On our smartphones or in our web browsers, push notifications are part of our daily online lives. Hate them or love them, when implemented correctly, they can be extremely valuable to our experiences.
An average of 20% of active website users opt in to receive web pushes, which, while the figure may seem low, is four times the best email subscription rate. The statistics are even higher on mobile devices, with 44% and 91% of iOS and Android users respectively opting in. Add in an average open rate that’s 50% higher than email, and you’ll see that push notifications have become an essential tool to drive user engagement and retention.
Yet, with the average U.S. smartphone user receiving 46 push notifications every day, our screens are fast becoming congested. Twenty-eight percent of users uninstall apps due to too many ads and messages, so you need to be mindful of sending the right notification to the right person at the right time. With that in mind, here are some key considerations for an effective push notification system design.
According to an Asurion study, the average U.S. user checks their mobile phone “96 times a day — that’s once every 10 minutes.” Despite our best intentions to spend less time looking at our screens, Asurion found this figure reflected an increase of 20% in the last two years. While this might be due to us reaching for the next dopamine rush that comes with “anticipating or experiencing rewarding events,“ the same Asurion study found that almost 50% of smartphone users believed their devices helped them achieve a better work-life balance.

> _Problem set_:
1. Shorten the paragraph of the push notification text that begins "An average of 20% of active website users" into a bulleted list that keeps its main figures.
2. Return, unchanged, every line of the records from the one containing "Target: pigeon's foot" through the end of the records, including both of those lines.
The records below this point are unrelated to the push notification text.

> _Dataset content_:
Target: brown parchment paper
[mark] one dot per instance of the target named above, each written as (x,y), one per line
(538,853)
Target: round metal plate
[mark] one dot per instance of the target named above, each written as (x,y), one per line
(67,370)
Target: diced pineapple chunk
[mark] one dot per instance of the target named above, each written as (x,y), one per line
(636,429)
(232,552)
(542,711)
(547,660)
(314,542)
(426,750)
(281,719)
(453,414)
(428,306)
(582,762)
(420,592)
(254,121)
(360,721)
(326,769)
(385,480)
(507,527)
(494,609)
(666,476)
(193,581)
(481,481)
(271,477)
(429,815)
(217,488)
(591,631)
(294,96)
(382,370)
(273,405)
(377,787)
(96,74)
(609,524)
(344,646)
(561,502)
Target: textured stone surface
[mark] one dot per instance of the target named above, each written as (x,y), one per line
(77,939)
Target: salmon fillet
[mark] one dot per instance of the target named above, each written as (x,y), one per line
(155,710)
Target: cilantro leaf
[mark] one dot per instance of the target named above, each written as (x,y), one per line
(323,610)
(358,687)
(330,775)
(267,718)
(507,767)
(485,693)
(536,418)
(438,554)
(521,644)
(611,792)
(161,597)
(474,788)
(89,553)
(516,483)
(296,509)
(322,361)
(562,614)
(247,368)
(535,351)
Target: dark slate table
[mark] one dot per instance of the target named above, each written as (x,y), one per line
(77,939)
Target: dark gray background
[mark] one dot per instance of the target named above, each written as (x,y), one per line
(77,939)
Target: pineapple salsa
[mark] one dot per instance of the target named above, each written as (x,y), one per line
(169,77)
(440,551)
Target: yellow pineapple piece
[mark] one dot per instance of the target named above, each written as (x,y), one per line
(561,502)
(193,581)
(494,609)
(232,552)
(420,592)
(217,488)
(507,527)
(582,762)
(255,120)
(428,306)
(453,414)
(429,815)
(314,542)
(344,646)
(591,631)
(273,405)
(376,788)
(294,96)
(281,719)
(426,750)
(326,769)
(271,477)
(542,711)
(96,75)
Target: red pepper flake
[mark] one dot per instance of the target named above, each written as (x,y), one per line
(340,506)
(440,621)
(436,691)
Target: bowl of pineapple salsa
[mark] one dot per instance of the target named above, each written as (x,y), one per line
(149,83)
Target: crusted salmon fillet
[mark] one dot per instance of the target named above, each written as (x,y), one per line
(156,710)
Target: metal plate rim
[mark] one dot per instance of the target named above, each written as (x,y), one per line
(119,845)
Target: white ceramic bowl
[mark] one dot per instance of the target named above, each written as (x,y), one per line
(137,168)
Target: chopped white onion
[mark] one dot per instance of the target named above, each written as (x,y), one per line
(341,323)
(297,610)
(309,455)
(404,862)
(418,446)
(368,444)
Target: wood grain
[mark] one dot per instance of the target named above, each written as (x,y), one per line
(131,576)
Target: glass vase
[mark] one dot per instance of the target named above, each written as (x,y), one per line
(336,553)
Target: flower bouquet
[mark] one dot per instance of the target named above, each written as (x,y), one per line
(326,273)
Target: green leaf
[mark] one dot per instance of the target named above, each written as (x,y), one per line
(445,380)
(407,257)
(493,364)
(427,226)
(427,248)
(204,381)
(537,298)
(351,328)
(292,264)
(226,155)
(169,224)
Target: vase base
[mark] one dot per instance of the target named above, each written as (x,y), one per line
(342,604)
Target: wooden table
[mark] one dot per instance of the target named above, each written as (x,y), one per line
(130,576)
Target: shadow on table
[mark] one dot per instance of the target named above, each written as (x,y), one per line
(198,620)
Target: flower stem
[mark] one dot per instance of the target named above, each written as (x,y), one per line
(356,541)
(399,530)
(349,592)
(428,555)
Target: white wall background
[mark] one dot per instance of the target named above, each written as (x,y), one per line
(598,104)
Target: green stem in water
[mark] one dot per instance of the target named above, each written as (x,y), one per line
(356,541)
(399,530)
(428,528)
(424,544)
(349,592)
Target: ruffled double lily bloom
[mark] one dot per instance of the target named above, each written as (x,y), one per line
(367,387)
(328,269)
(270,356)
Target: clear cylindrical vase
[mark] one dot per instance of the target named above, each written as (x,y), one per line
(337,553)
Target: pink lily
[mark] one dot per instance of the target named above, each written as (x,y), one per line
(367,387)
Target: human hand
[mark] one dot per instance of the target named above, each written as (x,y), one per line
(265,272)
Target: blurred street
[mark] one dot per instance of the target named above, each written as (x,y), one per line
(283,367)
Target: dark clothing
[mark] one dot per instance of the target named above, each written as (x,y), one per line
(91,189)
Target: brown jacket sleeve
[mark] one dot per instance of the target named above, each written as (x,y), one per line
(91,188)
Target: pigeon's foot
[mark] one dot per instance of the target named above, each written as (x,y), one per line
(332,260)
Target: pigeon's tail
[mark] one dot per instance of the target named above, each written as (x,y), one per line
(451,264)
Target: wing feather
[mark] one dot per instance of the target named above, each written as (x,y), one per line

> _Per-task outputs_:
1.
- About 20% of active website users opt in to web pushes, four times the best email subscription rate.
- Opt-in is higher on mobile: 44% of iOS users and 91% of Android users.
- Push notifications average an open rate 50% higher than email.
- This makes them an essential tool for driving user engagement and retention.

2.
Target: pigeon's foot
[mark] one dot per instance of the target named above, each written as (x,y), one per line
(332,260)
Target: pigeon's tail
[mark] one dot per instance of the target named above, each written as (x,y), one per line
(451,264)
Target: wing feather
[mark] one dot per instance of the target named above, each written as (x,y), one per line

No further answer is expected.